> **DOCUMENT EXCERPT**:
--------------------

Halloween is currently observed on October 31st every year, which could fall on any day of the week. There are several drawbacks to this current date when it falls on a Sunday-Thursday night. Families with young children have to take the kids trick-or-treating past their bedtime on a school night. Our educators struggle to reach our children when they return to school the next morning tired and with sugar hangovers.

Many adults are not able to participate in Halloween festivities when they occur on weeknights. This means that they're not buying costumes, and not buying drinks or other party supplies. They're going to bed early in preparation for work the next morning. They're not even staying up to pass out candy to the children, making it a crummy experience for the kids.

We the people believe that Halloween needs to be observed each year on the last Saturday in October. There are many benefits to adopting this resolution. More adults will be able to attend parties with their peers without using a sick day. Children will be able to enjoy more bountiful trick-or-treating later at night and then return to school after the weekend refreshed and ready to learn. The Halloween industry who earns 7 billion dollars annually could greatly increase their revenue by tripling the number of people who are able to stay out late and celebrate on Halloween.

--------------------

> **INFORMATION PROVIDED**:
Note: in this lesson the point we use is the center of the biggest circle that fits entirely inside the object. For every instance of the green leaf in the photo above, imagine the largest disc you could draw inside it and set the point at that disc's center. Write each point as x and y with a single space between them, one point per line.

--------------------

> **OBJECTIVE 1**: In the text on Halloween's date, on which day should Halloween be observed each year?
> **OBJECTIVE 2**: Print the text on Halloween's date from "Many adults are" up to and including "for the kids.".
> **OBJECTIVE 3**: Carry on the text on Halloween's date from its final sentence.

> **RESPONSE 1**: The last Saturday in October.

> **RESPONSE 2**:
Many adults are not able to participate in Halloween festivities when they occur on weeknights. This means that they're not buying costumes, and not buying drinks or other party supplies. They're going to bed early in preparation for work the next morning. They're not even staying up to pass out candy to the children, making it a crummy experience for the kids.

> **RESPONSE 3**:
Many holidays fall on the same day of the week each year. Thanksgiving is always on a Thursday. Presidents Day and Martin Luther King Jr. Day are celebrated on Mondays. Father's Day, Mother's Day, and Easter are always on Sundays. Holidays like New Years Day, Independence Day, and Christmas Day could occur on any day of the week, but are recognized federal holidays.

There is a precedent for changing the day on which a holiday is observed. In 1941, President Franklin D. Roosevelt signed a joint resolution of Congress changing the national Thanksgiving Day to the fourth Thursday in November. In 1968, Congress enacted the Uniform Monday Holiday Act which established the observance of Washington's Birthday, Memorial Day, and Columbus Day, and Veterans Day on Mondays instead of their original fixed dates.

Let's work together so more people can enjoy Halloween each year. Share this petition with your family and friends to get the word out.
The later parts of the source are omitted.